Excerpts from a dataset on object pointing

-.-.-

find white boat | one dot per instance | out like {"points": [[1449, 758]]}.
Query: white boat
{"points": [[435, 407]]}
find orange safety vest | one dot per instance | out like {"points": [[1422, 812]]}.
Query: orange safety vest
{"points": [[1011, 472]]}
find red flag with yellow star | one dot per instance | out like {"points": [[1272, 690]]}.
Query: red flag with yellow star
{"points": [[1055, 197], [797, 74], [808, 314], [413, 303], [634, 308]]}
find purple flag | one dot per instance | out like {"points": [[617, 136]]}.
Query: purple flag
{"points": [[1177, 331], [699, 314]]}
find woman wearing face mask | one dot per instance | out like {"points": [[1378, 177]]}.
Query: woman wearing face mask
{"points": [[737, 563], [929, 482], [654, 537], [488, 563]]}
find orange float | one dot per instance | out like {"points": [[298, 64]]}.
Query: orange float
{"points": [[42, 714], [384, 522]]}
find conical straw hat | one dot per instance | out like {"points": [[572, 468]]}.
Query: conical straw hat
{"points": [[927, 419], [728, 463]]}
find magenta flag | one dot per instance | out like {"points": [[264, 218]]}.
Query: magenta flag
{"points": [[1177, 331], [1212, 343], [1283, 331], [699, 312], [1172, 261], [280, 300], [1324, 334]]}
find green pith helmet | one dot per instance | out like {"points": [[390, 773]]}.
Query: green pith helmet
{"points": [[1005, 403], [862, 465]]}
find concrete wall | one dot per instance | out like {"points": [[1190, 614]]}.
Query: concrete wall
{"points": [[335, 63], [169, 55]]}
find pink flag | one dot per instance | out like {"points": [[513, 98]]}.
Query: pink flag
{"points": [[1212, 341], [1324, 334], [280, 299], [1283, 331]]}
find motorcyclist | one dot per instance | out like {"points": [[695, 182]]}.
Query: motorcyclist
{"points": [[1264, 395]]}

-.-.-

◆ Problem to work on:
Retype all of the items above line for line, without changing any character.

◆ Answer to this task:
find white boat | one dot per instance | out like {"points": [[1449, 758]]}.
Query: white boat
{"points": [[435, 407]]}
find orange safety vest | one dot per instance | out like {"points": [[1422, 812]]}.
Query: orange safety vest
{"points": [[1011, 472]]}
find red flag with yellow star | one dot per instance | out like {"points": [[1272, 690]]}.
Query: red flag with yellow star
{"points": [[1055, 197], [797, 74], [808, 314], [413, 303], [634, 308]]}
find purple flag | one dot per instance | out like {"points": [[617, 136]]}.
Query: purple flag
{"points": [[1177, 331], [699, 314]]}
find woman wearing face mask | one dot per instance | out like {"points": [[1378, 177]]}.
Query: woman wearing face mask
{"points": [[737, 563], [929, 482], [654, 537], [488, 563]]}
find orange float | one dot per instance | out like {"points": [[298, 64]]}.
Query: orange float
{"points": [[42, 714], [384, 522]]}
find conical straw hat | one dot per instance | out like {"points": [[572, 468]]}.
Query: conical straw hat
{"points": [[927, 419], [728, 463]]}
find magenta flag | one dot per instance | out like {"points": [[264, 218]]}.
Query: magenta flag
{"points": [[1177, 331], [1212, 343], [1283, 331], [699, 312], [1172, 261], [280, 300], [1324, 334]]}
find green pith helmet | one dot per instance | out like {"points": [[390, 773]]}.
Query: green pith helmet
{"points": [[1005, 403], [862, 465]]}
find concrete wall | one dot per instance | out like {"points": [[1190, 614]]}.
Query: concrete wall
{"points": [[335, 63], [169, 55]]}
find pink flag | one dot per instance | out like {"points": [[513, 98]]}.
Query: pink flag
{"points": [[1212, 341], [1324, 334], [280, 299], [1283, 331]]}
find motorcyclist | one dot per instance | out like {"points": [[695, 182]]}.
Query: motorcyclist
{"points": [[1264, 395]]}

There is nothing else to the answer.